■ Exercise brief: Copy every record below, exactly as written.

■ Entries:
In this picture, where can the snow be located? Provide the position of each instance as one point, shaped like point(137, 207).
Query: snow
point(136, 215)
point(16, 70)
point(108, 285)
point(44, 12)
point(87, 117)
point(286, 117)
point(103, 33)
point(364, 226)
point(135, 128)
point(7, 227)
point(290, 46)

■ Response to this exercise:
In this picture, where can the snow be located? Provide the position of each instance as one point, shaped like point(137, 207).
Query: snow
point(136, 215)
point(16, 70)
point(108, 285)
point(44, 12)
point(87, 117)
point(286, 117)
point(103, 33)
point(364, 226)
point(135, 128)
point(7, 227)
point(290, 46)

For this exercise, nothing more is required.